Dynamics of Attraction

As mentioned in the previous post, there are several major things working against people getting married, those are trends that the church has to fight. What about at an individual level? I’d like to look at the dynamics of relationships and what the pitfalls are. There are many different kinds of men and women out there, so it’s impossible to cover every scenario, but let’s look at a few basic dynamics.

The most important issue is that of attraction. What causes one person to become attracted to another? I believe group dynamics are very important to the process. In general, I see a pyramid phenomenon at work in groups. In any group there is one person that is considered the most attractive person (MAP) by the corresponding group of the opposite sex, and vice versa. This leads to the phenomenon where 10 guys are after one girl, and 10 girls are after one guy. Because of this people do not naturally “pair off” that easily.`

How do people end up getting together then? Well first, in many cases it’s not 10 to 1. It’s often more like 10 to 3. There are different personality types, so not everyone will find the most attractive person to be the most attractive to them. That improves things, but he problem still remains that it is a many to few scenario. Next, the “most attractive person” changes over time. Few people can stand the limelight indefinitely. Someone else will enter into the picture and change the dynamics. Also, if the most attractive person dates, they are usually taken because they are in high demand. This leads people to consider other options.

Now, I want to say that I do not consider the “most attractive person” phenomenon to be Godly. I believe it’s actually a kind of idolatry, but you need to see it to know what is going on. This “king of the mountain” phenomenon is damaging to the people on the top and on the bottom. The people on the top can think that the world revolves around them, and that everyone loves them. They may also get frustrated from attracting lots of people that they are not interested in. The people at the bottom get frustrated from not being seen by anyone, and frustrated from the long term and repeated rejection they experience.

[Dataset content]:
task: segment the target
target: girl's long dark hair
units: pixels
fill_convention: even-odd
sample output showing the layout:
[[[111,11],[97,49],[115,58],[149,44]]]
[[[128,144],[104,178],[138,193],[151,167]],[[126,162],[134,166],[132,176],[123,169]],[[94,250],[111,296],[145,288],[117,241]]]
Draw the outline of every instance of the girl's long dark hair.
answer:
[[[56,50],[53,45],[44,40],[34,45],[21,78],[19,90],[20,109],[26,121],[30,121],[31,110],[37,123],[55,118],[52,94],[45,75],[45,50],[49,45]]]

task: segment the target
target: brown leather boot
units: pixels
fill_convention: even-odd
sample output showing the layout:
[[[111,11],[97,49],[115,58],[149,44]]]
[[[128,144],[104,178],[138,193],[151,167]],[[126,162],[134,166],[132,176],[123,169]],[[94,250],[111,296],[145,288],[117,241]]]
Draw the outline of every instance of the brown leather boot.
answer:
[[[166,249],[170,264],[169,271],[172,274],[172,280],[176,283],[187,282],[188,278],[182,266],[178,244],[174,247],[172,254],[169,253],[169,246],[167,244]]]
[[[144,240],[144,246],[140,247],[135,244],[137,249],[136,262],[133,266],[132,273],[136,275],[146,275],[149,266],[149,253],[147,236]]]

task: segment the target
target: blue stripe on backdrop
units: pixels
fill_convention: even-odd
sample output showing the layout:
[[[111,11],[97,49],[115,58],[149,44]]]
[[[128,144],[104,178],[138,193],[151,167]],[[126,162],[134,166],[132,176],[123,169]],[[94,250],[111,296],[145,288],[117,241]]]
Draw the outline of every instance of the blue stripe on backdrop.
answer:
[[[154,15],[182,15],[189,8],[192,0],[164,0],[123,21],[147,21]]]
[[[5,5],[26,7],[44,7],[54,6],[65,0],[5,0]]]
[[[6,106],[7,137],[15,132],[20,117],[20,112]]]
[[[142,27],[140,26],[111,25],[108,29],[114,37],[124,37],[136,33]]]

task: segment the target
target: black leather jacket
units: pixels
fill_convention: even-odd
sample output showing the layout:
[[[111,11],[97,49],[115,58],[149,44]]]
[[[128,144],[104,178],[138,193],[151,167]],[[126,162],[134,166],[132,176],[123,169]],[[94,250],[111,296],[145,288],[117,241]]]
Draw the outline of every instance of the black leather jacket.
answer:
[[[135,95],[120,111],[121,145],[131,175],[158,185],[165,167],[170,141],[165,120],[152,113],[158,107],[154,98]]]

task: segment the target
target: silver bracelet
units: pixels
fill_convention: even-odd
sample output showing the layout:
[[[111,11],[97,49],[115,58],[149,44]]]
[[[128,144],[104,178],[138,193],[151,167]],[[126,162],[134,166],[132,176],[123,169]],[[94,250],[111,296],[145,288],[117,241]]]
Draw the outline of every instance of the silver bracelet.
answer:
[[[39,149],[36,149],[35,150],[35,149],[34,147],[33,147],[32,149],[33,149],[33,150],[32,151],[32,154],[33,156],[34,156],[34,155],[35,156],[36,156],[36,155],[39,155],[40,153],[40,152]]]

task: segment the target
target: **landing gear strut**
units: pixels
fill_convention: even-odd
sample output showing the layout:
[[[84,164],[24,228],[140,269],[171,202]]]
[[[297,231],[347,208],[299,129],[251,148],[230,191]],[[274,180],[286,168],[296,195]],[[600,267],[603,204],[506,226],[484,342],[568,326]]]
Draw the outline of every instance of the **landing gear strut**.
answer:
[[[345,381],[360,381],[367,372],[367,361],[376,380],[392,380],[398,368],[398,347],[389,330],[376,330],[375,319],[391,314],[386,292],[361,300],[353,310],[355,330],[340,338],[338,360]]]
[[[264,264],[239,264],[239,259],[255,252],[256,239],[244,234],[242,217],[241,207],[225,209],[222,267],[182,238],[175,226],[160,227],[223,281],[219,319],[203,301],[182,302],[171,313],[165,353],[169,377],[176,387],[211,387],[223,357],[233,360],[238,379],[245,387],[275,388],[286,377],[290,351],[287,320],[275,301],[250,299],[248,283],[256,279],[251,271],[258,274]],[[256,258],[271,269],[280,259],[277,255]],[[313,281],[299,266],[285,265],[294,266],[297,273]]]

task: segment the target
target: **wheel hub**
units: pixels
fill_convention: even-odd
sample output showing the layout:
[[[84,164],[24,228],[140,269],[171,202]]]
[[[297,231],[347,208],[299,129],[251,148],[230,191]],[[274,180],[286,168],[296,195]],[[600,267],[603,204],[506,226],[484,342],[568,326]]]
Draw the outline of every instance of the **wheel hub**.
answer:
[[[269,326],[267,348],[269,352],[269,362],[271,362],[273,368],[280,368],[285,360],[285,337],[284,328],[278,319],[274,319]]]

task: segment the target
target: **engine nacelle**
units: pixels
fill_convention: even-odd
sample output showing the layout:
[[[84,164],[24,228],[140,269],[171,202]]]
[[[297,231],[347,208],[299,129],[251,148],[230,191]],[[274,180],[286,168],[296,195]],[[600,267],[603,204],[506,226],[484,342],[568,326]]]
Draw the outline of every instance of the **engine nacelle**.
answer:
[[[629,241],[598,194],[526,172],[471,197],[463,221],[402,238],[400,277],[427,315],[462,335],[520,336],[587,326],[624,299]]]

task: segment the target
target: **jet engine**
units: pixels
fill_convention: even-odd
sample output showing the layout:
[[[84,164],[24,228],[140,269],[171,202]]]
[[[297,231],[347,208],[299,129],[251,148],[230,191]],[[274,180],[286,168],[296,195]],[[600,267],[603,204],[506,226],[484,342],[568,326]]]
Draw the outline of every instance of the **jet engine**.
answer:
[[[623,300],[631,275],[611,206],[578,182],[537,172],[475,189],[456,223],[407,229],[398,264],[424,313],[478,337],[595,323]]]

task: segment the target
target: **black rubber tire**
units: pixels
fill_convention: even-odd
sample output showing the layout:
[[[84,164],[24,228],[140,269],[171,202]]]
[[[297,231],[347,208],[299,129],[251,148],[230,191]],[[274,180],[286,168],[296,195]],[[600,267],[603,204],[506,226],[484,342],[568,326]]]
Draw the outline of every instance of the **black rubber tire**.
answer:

[Exercise requirements]:
Copy out the passage on attraction between "Dynamics of Attraction" and "few basic dynamics.", inclusive, replacing "church" with "congregation" throughout.

[Solved problem]:
Dynamics of Attraction

As mentioned in the previous post, there are several major things working against people getting married, those are trends that the congregation has to fight. What about at an individual level? I’d like to look at the dynamics of relationships and what the pitfalls are. There are many different kinds of men and women out there, so it’s impossible to cover every scenario, but let’s look at a few basic dynamics.